■ Text to read:
--

Announcing Development on Flirt | annotated by Colton

I've started working on Flirt, which stands for "Fabulous, Legendary, Incremental Review Tool". Firstly, what is it and why might you be interested in it?

It avoids the need to review the same code multiple times when the code author amends or rebases their commits. This is relevant for people who value good commit history and see it as something to be iterated on during code review.
It's agnostic with respect to the code sharing / code review platform. That means: You can jump between open-source projects using GitHub, a mailing list etc. and your code review experience stays consistent.
It's a local-first tool, so it integrates seamlessly with your other tools. Using your editor to read, test and comment on code you review is a breeze.

If any of those points tickle your neurons, keep reading!

Table of contents:

Austin Seipp wrote a great explanation of what he calls "interdiff" code review. I find the term a little technical, since it refers to how it's implemented. Instead, I chose the term "incremental code review", which emphasises the practical benefit it provides. It's the same thing, though. Since Austin already explained it so well, I won't reiterate all the details of his post. If you are interested to learn more, do click on that link above.

First, let's illustrate the problem we're trying to solve. Why, or when, is regular code review "non-incremental"? It depends on your workflow.

I call this the PR-workflow, because it was popularized by GitHub with its "pull request" feature.

The PR-workflow encourages code authors to not touch commits that were already reviewed and only add new ones at the tip of their branch. This makes it easy for reviewers and their tools to keep track of what's already been reviewed. In any review cycle, a reviewer only has to look at the diff between their last-reviewed commit and the most recent one.

The PR-workflow is already "incremental". People who use it (and are happy with it) won't benefit as much from using Flirt. They may, however, be interested to learn why other people prefer a different workflow!

I call this the patch-series-workflow, because the way it is practiced on mailing lists stands in strong contrast to the PR-workflow. However, it is also practiced on GitHub, for example by the Jujutsu project.

The patch-series-workflow encourages code authors to amend, squash, fixup and rebase their commits continuously over each review cycle. The primary aim of this is to work towards a high-quality commit history. A carefully crafted commit history has many benefits. For example, while searching for the source of a bug, a clean history makes it easier to identify and revert the commit which introduced it.

However, operations that modify existing commits (amend, squash, fixup, rebase) completely change the hash (identifier) of a commit. Afterwards, it's not easy to determine how the commit was modified. Most code review tools like GitHub's built-in pull request UI struggle to mitigate this. Band-aid features like the "changes since last review" button or "viewed" checkboxes on files help, but they fail completely in many normal situations. Other tools struggle as well, though sometimes in different ways. For example, people using mailing lists may be familiar with git range-diff, which uses heuristics to compare to versions of a patch series.

--

■ Rows from a dataset:
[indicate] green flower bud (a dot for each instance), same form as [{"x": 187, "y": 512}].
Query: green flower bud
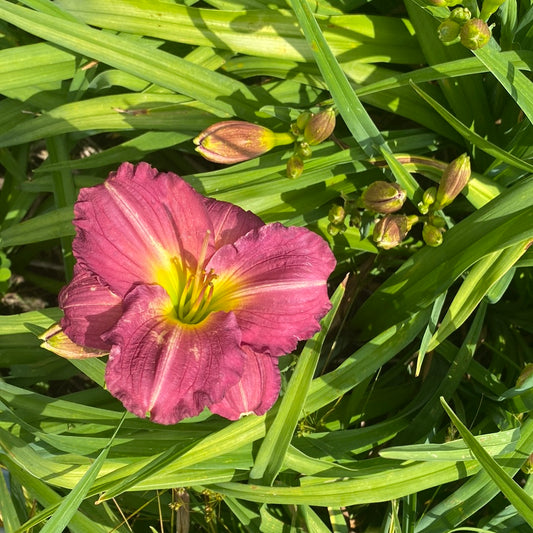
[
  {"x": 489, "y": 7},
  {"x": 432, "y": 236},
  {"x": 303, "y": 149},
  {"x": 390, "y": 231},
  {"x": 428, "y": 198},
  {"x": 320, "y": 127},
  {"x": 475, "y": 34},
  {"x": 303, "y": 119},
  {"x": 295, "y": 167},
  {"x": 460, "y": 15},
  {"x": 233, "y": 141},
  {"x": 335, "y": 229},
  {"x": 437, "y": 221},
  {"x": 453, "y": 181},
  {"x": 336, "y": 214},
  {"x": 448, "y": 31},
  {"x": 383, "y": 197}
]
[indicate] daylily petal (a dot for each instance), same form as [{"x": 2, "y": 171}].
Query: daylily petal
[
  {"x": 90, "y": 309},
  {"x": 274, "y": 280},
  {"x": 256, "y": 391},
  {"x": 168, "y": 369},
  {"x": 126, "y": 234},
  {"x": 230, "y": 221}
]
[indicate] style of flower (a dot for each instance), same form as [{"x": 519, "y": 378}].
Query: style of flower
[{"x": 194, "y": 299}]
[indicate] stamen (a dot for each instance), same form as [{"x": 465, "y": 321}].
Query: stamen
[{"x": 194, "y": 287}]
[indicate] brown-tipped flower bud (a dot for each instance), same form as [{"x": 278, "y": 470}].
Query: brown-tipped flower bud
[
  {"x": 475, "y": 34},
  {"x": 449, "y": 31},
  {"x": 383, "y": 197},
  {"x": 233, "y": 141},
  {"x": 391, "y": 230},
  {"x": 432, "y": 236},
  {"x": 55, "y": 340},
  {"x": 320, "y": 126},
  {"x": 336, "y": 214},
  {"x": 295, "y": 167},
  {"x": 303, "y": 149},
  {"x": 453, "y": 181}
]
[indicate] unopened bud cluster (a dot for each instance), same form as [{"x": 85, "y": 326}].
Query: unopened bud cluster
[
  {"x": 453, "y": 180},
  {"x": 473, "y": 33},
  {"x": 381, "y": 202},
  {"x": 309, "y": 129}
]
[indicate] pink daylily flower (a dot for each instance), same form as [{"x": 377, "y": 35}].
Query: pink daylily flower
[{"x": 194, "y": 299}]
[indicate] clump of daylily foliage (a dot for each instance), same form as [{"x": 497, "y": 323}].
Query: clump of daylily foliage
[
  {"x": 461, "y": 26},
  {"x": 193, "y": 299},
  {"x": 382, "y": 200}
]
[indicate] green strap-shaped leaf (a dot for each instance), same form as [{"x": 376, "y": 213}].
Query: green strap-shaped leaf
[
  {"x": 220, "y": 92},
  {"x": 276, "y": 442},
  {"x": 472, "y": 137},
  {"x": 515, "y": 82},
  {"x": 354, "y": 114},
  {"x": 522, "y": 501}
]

--

■ Instructions to follow:
Reproduce the Flirt announcement word for word from "Announcing Development on" to "experience stays consistent.".

■ Response:
Announcing Development on Flirt | annotated by Colton

I've started working on Flirt, which stands for "Fabulous, Legendary, Incremental Review Tool". Firstly, what is it and why might you be interested in it?

It avoids the need to review the same code multiple times when the code author amends or rebases their commits. This is relevant for people who value good commit history and see it as something to be iterated on during code review.
It's agnostic with respect to the code sharing / code review platform. That means: You can jump between open-source projects using GitHub, a mailing list etc. and your code review experience stays consistent.